Entries taken from a collection
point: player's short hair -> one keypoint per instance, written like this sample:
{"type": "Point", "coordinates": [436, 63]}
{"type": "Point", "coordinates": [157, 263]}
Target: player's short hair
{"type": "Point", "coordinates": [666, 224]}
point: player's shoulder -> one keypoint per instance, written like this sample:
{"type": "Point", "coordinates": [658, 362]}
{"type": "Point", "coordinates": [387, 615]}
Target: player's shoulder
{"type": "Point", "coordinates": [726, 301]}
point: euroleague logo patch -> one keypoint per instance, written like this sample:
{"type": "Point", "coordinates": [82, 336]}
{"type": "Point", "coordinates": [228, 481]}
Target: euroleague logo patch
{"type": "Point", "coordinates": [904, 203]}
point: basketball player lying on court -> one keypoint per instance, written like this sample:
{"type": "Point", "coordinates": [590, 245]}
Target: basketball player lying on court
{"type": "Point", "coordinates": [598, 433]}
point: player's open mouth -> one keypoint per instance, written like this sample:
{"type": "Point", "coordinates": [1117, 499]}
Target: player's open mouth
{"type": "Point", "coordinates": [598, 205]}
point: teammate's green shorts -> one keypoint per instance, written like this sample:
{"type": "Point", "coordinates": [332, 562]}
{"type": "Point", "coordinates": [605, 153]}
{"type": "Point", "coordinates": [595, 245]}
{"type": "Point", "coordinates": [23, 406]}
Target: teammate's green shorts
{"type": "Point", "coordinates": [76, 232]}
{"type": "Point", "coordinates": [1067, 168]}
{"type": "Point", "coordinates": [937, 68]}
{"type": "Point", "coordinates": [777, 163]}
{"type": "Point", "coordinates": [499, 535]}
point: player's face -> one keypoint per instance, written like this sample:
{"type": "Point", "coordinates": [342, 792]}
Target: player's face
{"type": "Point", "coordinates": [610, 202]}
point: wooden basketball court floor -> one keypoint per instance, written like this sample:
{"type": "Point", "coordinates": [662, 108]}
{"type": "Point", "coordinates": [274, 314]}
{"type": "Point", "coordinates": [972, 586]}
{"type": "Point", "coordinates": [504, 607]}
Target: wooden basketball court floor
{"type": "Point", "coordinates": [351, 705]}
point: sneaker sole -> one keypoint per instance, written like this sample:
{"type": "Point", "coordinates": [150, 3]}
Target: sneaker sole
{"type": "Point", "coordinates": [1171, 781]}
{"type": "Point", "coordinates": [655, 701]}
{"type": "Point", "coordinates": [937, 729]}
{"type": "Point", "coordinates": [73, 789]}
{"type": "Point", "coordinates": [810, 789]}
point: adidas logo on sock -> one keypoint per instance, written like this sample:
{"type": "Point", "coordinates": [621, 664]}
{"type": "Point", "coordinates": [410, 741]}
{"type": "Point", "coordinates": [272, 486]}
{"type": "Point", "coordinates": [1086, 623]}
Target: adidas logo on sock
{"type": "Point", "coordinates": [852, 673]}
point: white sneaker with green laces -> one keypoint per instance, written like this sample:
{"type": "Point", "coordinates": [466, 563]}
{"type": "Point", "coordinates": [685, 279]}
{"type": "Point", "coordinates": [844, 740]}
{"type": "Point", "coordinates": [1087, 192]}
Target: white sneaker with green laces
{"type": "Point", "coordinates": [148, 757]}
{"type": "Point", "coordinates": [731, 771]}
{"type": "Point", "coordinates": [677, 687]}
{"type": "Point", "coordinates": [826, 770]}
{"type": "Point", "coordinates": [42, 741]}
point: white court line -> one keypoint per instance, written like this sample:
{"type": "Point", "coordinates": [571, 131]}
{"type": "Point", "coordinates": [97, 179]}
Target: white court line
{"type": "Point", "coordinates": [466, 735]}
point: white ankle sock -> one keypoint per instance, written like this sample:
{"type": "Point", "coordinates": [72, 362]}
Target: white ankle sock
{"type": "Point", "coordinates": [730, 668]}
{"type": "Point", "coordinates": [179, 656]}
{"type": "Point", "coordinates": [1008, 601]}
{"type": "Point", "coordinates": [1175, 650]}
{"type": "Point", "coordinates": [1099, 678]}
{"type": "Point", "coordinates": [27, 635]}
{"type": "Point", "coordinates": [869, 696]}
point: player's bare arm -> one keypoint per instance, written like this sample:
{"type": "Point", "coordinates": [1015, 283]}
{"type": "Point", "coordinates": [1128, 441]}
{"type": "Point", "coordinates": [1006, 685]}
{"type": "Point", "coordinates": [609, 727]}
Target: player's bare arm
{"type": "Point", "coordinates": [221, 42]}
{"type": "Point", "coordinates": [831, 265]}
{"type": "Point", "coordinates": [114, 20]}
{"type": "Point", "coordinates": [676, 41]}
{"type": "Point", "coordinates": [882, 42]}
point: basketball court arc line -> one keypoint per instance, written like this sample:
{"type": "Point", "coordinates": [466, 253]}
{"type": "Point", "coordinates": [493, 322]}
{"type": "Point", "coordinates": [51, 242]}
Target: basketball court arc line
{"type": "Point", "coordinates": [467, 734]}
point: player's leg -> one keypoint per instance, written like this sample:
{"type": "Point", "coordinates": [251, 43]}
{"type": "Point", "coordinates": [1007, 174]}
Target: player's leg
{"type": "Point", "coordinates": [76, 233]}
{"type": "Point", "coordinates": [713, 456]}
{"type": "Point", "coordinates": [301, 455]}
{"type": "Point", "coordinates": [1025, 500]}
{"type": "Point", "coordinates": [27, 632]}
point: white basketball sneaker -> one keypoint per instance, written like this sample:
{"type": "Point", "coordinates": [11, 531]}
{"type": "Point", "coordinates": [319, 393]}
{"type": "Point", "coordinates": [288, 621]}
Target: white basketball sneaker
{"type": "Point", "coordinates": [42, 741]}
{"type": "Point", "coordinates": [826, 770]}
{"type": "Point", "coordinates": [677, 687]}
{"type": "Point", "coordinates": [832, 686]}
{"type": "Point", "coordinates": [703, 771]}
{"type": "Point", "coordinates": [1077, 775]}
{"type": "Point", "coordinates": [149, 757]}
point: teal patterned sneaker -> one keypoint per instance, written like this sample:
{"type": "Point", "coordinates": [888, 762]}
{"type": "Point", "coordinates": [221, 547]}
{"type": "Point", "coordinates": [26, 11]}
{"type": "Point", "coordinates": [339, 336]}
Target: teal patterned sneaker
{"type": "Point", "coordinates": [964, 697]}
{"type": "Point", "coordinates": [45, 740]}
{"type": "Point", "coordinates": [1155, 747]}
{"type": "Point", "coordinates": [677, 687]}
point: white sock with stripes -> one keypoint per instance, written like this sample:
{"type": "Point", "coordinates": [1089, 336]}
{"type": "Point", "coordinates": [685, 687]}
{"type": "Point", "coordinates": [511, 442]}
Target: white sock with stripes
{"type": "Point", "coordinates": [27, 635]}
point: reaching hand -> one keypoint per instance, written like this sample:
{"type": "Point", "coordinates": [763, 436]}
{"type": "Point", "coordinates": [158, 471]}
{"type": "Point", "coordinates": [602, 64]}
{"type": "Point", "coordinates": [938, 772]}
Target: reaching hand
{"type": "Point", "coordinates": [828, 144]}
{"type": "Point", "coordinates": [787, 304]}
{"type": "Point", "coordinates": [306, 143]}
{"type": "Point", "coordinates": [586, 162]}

What is asked: Rewrite all of the lines, changing "one keypoint per instance" to "a single point for each instance" everywhere it appears and leaving everything else as it is.

Answer for this exercise:
point: player's short hair -> a single point for each instance, written like this sample:
{"type": "Point", "coordinates": [436, 63]}
{"type": "Point", "coordinates": [157, 263]}
Target: player's short hair
{"type": "Point", "coordinates": [666, 224]}
point: player's shoulder -> a single point for each instance, written like this sample:
{"type": "Point", "coordinates": [658, 362]}
{"type": "Point", "coordinates": [387, 615]}
Target: player's shoulder
{"type": "Point", "coordinates": [726, 301]}
point: euroleague logo patch -> a single point for each instance, written like this sample:
{"type": "Point", "coordinates": [82, 336]}
{"type": "Point", "coordinates": [228, 481]}
Target: euroleague logo patch
{"type": "Point", "coordinates": [904, 203]}
point: basketball player lying on court -> a single point for each instance, written like this sample:
{"type": "Point", "coordinates": [590, 245]}
Target: basketball player lying on court
{"type": "Point", "coordinates": [598, 433]}
point: player's open mouth -> a single point for each instance, written like this sample:
{"type": "Point", "coordinates": [1117, 499]}
Target: player's open mouth
{"type": "Point", "coordinates": [598, 205]}
point: teammate's green shorts -> a single point for each instance, written like this sample:
{"type": "Point", "coordinates": [332, 562]}
{"type": "Point", "coordinates": [605, 153]}
{"type": "Point", "coordinates": [595, 245]}
{"type": "Point", "coordinates": [23, 406]}
Target: teammate's green shorts
{"type": "Point", "coordinates": [76, 232]}
{"type": "Point", "coordinates": [1067, 168]}
{"type": "Point", "coordinates": [937, 68]}
{"type": "Point", "coordinates": [777, 163]}
{"type": "Point", "coordinates": [499, 535]}
point: player's face -> a single point for each instance, written like this sample:
{"type": "Point", "coordinates": [342, 792]}
Target: player's face
{"type": "Point", "coordinates": [610, 202]}
point: wooden basketball court floor -> a single point for each instance, written like this sample:
{"type": "Point", "coordinates": [662, 108]}
{"type": "Point", "coordinates": [274, 314]}
{"type": "Point", "coordinates": [972, 586]}
{"type": "Point", "coordinates": [504, 607]}
Target: wooden basketball court floor
{"type": "Point", "coordinates": [351, 705]}
point: sneaker sole -> a single point for each instance, written like this sample:
{"type": "Point", "coordinates": [150, 3]}
Target: sneaker sole
{"type": "Point", "coordinates": [1171, 781]}
{"type": "Point", "coordinates": [655, 701]}
{"type": "Point", "coordinates": [937, 729]}
{"type": "Point", "coordinates": [73, 789]}
{"type": "Point", "coordinates": [810, 789]}
point: adidas logo on sock -> a single point for each instance, written like this sample:
{"type": "Point", "coordinates": [621, 664]}
{"type": "Point", "coordinates": [410, 741]}
{"type": "Point", "coordinates": [272, 486]}
{"type": "Point", "coordinates": [1086, 623]}
Target: adidas logo on sock
{"type": "Point", "coordinates": [852, 673]}
point: white sneaker with green laces -> a single point for each instance, written like this sample:
{"type": "Point", "coordinates": [466, 563]}
{"type": "Point", "coordinates": [685, 279]}
{"type": "Point", "coordinates": [844, 740]}
{"type": "Point", "coordinates": [1087, 192]}
Target: white sneaker with green laces
{"type": "Point", "coordinates": [148, 757]}
{"type": "Point", "coordinates": [731, 771]}
{"type": "Point", "coordinates": [677, 687]}
{"type": "Point", "coordinates": [826, 770]}
{"type": "Point", "coordinates": [42, 741]}
point: white court line -> a single point for each instance, written like this sample:
{"type": "Point", "coordinates": [571, 131]}
{"type": "Point", "coordinates": [97, 179]}
Target: white court line
{"type": "Point", "coordinates": [466, 735]}
point: white ankle sock -> a single point for each instance, written like this sample:
{"type": "Point", "coordinates": [72, 362]}
Target: white ankle sock
{"type": "Point", "coordinates": [730, 668]}
{"type": "Point", "coordinates": [179, 656]}
{"type": "Point", "coordinates": [1008, 601]}
{"type": "Point", "coordinates": [1175, 650]}
{"type": "Point", "coordinates": [1099, 678]}
{"type": "Point", "coordinates": [27, 635]}
{"type": "Point", "coordinates": [869, 696]}
point: player's bare arm -> a single point for each instance, written like this sample:
{"type": "Point", "coordinates": [1015, 283]}
{"type": "Point", "coordinates": [1128, 441]}
{"type": "Point", "coordinates": [1006, 685]}
{"type": "Point", "coordinates": [609, 727]}
Target: player's bare arm
{"type": "Point", "coordinates": [221, 42]}
{"type": "Point", "coordinates": [831, 265]}
{"type": "Point", "coordinates": [114, 20]}
{"type": "Point", "coordinates": [676, 41]}
{"type": "Point", "coordinates": [882, 42]}
point: basketball court arc line -> a single point for each instance, written like this sample:
{"type": "Point", "coordinates": [466, 253]}
{"type": "Point", "coordinates": [493, 322]}
{"type": "Point", "coordinates": [51, 242]}
Target: basketball court arc line
{"type": "Point", "coordinates": [467, 734]}
point: player's leg -> a single point for each instance, written like this sample:
{"type": "Point", "coordinates": [251, 43]}
{"type": "Point", "coordinates": [1007, 174]}
Target: player's leg
{"type": "Point", "coordinates": [76, 233]}
{"type": "Point", "coordinates": [713, 456]}
{"type": "Point", "coordinates": [301, 455]}
{"type": "Point", "coordinates": [1025, 500]}
{"type": "Point", "coordinates": [27, 632]}
point: white basketball sneaker -> a single point for each instance, written like this sample:
{"type": "Point", "coordinates": [11, 531]}
{"type": "Point", "coordinates": [319, 393]}
{"type": "Point", "coordinates": [288, 621]}
Target: white basketball sneaker
{"type": "Point", "coordinates": [42, 741]}
{"type": "Point", "coordinates": [826, 770]}
{"type": "Point", "coordinates": [677, 687]}
{"type": "Point", "coordinates": [832, 686]}
{"type": "Point", "coordinates": [703, 771]}
{"type": "Point", "coordinates": [1077, 775]}
{"type": "Point", "coordinates": [149, 757]}
point: teal patterned sneaker -> a single point for each instance, written like this sample:
{"type": "Point", "coordinates": [888, 762]}
{"type": "Point", "coordinates": [221, 547]}
{"type": "Point", "coordinates": [26, 11]}
{"type": "Point", "coordinates": [339, 336]}
Target: teal patterned sneaker
{"type": "Point", "coordinates": [964, 697]}
{"type": "Point", "coordinates": [45, 740]}
{"type": "Point", "coordinates": [1155, 747]}
{"type": "Point", "coordinates": [677, 687]}
point: white sock with stripes -> a single point for each instance, written like this sample:
{"type": "Point", "coordinates": [1089, 336]}
{"type": "Point", "coordinates": [685, 687]}
{"type": "Point", "coordinates": [511, 442]}
Target: white sock with stripes
{"type": "Point", "coordinates": [27, 635]}
point: reaching hand -> a single point for each instance, written like this sample:
{"type": "Point", "coordinates": [763, 436]}
{"type": "Point", "coordinates": [158, 471]}
{"type": "Point", "coordinates": [602, 64]}
{"type": "Point", "coordinates": [938, 772]}
Target: reaching hand
{"type": "Point", "coordinates": [828, 144]}
{"type": "Point", "coordinates": [787, 304]}
{"type": "Point", "coordinates": [306, 143]}
{"type": "Point", "coordinates": [586, 162]}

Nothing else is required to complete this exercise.